Brief → Look through the data and write out every line with the word "hedge" in it.

▽

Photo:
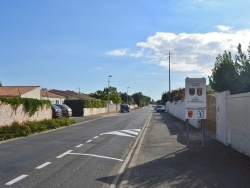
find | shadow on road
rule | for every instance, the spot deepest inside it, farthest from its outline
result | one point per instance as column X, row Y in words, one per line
column 165, row 161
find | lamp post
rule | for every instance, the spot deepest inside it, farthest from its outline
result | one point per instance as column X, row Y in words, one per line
column 108, row 90
column 127, row 95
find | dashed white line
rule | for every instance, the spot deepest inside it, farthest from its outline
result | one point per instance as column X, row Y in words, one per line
column 60, row 156
column 118, row 133
column 130, row 132
column 79, row 145
column 16, row 179
column 43, row 165
column 99, row 156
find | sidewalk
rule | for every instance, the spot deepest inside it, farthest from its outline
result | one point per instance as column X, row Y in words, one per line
column 163, row 160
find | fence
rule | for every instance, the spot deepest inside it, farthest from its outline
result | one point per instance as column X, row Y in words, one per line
column 227, row 118
column 109, row 109
column 8, row 115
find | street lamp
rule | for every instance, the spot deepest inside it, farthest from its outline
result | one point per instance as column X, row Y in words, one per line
column 108, row 90
column 127, row 95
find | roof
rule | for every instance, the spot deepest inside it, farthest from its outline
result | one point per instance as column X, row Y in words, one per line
column 15, row 91
column 72, row 95
column 50, row 95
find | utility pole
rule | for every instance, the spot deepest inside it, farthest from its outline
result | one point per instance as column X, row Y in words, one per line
column 169, row 72
column 108, row 90
column 127, row 95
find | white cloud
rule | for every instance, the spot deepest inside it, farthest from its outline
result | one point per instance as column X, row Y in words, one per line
column 192, row 52
column 118, row 52
column 223, row 28
column 125, row 52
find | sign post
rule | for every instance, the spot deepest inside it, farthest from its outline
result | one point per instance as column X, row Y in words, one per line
column 195, row 102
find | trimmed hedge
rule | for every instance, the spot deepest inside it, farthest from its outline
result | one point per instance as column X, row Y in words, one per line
column 29, row 127
column 78, row 105
column 30, row 106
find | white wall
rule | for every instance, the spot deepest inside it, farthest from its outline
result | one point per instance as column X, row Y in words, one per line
column 34, row 94
column 53, row 100
column 221, row 117
column 238, row 121
column 112, row 108
column 178, row 110
column 232, row 119
column 8, row 115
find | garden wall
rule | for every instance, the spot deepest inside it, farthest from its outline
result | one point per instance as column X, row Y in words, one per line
column 112, row 108
column 8, row 115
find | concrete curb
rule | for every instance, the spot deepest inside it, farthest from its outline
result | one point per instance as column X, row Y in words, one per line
column 121, row 179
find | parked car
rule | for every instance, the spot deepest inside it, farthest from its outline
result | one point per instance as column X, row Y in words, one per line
column 160, row 108
column 66, row 110
column 125, row 108
column 56, row 111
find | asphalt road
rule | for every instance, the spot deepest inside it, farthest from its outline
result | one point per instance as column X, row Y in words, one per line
column 86, row 155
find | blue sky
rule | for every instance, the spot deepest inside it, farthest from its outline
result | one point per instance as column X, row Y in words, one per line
column 67, row 45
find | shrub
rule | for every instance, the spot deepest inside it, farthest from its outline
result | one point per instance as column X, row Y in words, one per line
column 28, row 127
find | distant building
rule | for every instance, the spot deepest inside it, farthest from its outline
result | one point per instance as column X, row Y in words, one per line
column 71, row 95
column 54, row 98
column 32, row 92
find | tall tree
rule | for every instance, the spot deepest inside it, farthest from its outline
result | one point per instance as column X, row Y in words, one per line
column 224, row 73
column 231, row 75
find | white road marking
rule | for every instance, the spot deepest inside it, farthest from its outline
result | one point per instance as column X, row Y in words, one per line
column 79, row 145
column 138, row 130
column 130, row 132
column 99, row 156
column 43, row 165
column 16, row 179
column 118, row 133
column 60, row 156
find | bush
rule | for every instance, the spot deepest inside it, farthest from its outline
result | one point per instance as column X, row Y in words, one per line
column 29, row 127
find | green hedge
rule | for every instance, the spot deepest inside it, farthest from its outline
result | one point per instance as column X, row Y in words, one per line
column 29, row 127
column 78, row 105
column 30, row 106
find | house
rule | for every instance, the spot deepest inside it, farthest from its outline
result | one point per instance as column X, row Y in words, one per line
column 54, row 98
column 71, row 95
column 32, row 92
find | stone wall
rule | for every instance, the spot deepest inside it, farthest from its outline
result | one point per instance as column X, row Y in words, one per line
column 8, row 115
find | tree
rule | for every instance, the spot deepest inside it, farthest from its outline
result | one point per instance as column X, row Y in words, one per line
column 231, row 75
column 103, row 95
column 140, row 99
column 126, row 97
column 175, row 95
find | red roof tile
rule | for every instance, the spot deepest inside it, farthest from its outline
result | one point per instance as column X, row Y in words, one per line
column 15, row 91
column 51, row 95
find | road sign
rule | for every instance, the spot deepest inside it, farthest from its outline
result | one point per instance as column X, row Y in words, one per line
column 195, row 102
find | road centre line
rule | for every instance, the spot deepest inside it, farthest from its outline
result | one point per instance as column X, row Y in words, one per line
column 99, row 156
column 43, row 165
column 16, row 179
column 79, row 145
column 62, row 155
column 130, row 132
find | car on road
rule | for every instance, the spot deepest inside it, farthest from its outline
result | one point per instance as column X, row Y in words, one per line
column 160, row 108
column 56, row 111
column 125, row 108
column 66, row 110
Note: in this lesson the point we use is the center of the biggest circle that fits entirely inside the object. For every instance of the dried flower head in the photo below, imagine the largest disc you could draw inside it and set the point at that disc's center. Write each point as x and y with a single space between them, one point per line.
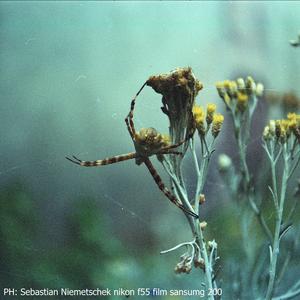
179 89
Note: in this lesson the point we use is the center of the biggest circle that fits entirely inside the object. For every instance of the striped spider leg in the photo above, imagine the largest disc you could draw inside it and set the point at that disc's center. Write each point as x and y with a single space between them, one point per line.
147 142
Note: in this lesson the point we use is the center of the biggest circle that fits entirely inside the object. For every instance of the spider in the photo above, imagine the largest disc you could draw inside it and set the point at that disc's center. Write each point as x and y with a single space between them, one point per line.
147 142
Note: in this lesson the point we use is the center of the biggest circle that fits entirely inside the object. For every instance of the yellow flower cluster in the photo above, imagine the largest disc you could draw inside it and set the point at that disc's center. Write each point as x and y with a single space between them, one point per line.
283 129
203 119
237 93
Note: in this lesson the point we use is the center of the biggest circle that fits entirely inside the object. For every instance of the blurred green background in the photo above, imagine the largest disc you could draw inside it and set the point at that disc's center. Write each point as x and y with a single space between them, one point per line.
68 71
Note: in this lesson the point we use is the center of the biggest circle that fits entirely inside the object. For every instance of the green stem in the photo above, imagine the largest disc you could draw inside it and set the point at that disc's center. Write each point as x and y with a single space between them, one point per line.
279 215
247 184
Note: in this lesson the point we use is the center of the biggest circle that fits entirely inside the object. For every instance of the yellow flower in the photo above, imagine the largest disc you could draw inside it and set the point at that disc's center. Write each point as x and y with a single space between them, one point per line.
210 110
242 101
199 117
218 120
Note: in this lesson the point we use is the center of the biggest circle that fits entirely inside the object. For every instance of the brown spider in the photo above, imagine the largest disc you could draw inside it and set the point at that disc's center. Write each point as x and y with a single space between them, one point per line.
147 142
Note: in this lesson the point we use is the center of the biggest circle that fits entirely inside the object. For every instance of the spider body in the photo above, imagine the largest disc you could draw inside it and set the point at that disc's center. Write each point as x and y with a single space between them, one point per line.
147 142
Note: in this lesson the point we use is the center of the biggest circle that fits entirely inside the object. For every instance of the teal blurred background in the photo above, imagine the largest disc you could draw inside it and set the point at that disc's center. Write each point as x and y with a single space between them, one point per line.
68 71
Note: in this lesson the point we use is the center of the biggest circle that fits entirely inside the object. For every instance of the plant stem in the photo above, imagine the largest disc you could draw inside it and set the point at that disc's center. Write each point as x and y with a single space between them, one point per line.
279 214
247 183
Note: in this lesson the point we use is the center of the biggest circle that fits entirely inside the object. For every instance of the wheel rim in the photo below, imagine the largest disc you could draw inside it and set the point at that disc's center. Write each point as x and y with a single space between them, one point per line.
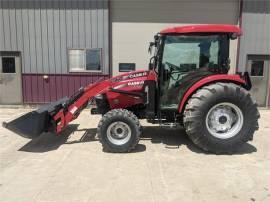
118 133
224 120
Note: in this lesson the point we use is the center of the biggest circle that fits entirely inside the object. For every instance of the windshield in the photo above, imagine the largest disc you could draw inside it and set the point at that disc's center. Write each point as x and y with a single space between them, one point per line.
191 52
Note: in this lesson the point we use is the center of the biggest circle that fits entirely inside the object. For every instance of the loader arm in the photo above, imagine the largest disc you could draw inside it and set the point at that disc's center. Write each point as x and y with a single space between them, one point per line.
57 115
67 114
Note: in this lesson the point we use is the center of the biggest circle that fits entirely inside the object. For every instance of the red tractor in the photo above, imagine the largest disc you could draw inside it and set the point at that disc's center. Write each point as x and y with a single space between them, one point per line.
187 84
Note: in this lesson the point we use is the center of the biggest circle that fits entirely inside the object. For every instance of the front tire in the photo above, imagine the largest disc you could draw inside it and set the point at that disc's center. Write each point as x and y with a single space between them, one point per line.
119 131
221 117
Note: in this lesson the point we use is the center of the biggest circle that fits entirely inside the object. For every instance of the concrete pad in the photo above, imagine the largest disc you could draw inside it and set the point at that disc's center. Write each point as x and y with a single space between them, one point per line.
165 166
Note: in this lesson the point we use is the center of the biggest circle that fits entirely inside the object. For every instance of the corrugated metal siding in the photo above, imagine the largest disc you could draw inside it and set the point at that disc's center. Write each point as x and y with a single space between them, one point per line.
256 31
43 30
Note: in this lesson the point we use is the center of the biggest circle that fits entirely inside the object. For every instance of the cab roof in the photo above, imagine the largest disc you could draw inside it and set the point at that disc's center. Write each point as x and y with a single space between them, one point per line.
210 28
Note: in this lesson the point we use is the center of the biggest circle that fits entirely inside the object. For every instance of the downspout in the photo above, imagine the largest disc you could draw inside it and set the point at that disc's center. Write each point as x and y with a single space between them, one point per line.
240 25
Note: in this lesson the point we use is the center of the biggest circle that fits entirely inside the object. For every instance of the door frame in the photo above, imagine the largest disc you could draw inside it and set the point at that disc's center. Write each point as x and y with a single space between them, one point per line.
18 61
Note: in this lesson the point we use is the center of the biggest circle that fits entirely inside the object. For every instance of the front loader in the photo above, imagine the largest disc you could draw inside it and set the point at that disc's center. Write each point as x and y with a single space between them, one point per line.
187 84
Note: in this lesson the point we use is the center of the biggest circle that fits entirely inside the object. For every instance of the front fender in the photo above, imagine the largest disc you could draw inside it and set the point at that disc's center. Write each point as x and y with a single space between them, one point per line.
207 80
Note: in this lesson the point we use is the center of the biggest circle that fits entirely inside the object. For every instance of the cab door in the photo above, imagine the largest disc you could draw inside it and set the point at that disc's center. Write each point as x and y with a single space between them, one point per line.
10 78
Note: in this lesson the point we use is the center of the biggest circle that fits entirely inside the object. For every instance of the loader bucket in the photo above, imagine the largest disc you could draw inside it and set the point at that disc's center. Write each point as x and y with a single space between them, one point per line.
34 123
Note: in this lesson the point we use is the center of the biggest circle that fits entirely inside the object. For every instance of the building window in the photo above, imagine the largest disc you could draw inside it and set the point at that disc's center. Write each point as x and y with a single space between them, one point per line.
85 60
8 65
127 67
257 68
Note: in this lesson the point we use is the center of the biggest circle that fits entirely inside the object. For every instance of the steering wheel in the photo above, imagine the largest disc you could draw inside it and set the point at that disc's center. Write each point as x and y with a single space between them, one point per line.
173 68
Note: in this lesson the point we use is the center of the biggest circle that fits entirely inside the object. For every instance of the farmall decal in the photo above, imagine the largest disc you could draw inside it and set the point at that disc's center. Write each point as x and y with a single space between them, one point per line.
135 75
135 83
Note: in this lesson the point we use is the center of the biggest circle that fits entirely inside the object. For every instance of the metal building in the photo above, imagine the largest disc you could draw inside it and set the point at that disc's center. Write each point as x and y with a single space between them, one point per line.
49 48
255 48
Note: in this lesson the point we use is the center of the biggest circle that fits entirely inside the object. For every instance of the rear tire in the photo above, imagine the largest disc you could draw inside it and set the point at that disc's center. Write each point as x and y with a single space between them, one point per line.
221 117
119 131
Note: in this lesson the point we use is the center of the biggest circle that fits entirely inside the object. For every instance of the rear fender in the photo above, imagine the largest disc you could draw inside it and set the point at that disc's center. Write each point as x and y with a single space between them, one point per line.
237 79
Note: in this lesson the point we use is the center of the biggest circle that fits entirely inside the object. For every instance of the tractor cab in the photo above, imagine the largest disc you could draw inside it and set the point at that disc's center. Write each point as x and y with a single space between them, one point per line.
184 55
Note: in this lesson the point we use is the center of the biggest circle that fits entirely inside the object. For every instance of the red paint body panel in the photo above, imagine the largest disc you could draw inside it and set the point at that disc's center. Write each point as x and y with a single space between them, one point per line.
210 79
211 28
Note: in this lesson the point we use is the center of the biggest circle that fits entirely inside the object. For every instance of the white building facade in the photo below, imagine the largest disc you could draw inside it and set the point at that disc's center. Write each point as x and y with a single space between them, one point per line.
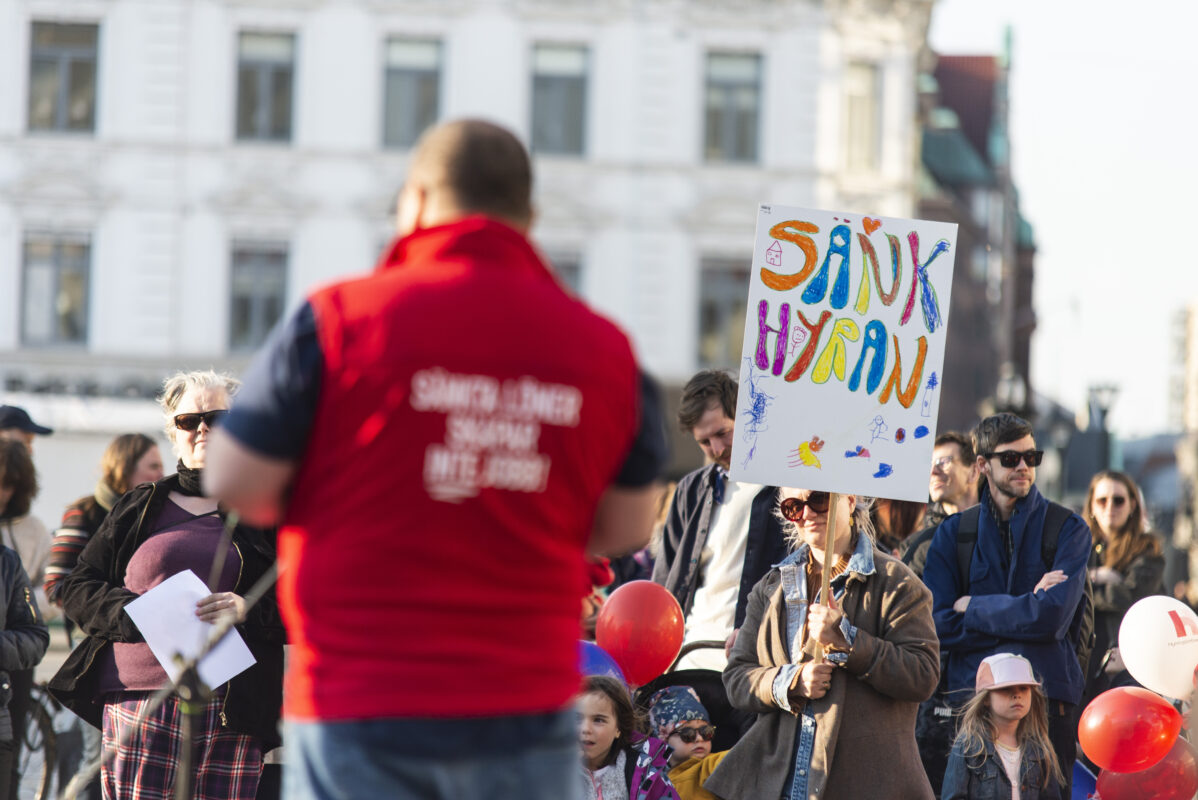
175 175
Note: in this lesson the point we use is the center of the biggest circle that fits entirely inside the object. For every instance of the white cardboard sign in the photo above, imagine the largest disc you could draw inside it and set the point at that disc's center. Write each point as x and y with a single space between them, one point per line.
843 355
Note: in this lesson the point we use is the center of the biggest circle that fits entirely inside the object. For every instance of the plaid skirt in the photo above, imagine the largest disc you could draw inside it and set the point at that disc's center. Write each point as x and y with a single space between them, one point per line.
228 764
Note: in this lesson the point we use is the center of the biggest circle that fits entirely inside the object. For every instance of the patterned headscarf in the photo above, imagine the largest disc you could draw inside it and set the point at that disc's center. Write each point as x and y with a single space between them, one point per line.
675 704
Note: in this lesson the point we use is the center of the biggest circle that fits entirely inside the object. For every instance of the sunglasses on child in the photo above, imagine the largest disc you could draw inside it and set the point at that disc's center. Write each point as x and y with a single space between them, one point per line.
690 734
792 507
192 422
1010 459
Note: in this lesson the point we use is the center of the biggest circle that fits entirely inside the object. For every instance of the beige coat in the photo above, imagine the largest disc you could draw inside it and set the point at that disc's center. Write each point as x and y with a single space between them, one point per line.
865 726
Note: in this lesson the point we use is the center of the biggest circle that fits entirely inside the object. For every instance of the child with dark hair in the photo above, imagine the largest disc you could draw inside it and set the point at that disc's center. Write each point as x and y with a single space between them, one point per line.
618 761
679 719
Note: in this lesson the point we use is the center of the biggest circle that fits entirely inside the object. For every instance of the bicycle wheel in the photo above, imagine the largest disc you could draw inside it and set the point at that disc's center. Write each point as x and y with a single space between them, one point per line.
38 752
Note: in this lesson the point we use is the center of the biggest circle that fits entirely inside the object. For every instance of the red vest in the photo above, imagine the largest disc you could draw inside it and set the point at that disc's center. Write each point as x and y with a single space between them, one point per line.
471 414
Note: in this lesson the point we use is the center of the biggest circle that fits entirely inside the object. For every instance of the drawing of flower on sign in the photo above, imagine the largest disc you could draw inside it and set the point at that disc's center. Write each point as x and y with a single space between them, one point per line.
845 332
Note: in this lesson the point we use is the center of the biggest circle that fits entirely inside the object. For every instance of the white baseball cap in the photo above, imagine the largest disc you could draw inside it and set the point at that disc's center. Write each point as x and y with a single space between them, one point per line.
1004 670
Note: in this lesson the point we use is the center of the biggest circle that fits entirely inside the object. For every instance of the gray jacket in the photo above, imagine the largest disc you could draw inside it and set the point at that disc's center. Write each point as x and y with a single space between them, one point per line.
24 637
677 568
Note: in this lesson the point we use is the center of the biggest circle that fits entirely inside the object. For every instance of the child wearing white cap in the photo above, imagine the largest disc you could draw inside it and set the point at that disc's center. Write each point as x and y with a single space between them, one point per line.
1003 750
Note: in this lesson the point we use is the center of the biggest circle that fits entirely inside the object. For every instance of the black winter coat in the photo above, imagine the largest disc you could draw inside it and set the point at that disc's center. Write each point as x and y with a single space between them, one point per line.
24 637
95 597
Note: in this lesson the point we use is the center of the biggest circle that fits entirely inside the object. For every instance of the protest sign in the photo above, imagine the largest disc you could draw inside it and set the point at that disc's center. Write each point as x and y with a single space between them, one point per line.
842 365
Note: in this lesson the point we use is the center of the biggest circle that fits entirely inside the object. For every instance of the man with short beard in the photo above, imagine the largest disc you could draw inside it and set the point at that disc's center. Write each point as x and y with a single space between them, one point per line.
721 535
1008 599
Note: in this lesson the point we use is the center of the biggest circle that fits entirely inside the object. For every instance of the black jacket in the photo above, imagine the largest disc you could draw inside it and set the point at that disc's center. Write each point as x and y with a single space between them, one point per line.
24 637
95 597
687 531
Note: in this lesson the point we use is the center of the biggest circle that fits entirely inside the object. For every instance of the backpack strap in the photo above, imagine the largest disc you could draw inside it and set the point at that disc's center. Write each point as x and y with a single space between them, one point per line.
1054 520
967 537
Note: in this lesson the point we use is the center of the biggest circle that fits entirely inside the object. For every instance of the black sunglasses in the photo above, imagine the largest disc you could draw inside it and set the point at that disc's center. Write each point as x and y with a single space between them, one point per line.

△

Your response →
find | trimmed hedge
find | green hedge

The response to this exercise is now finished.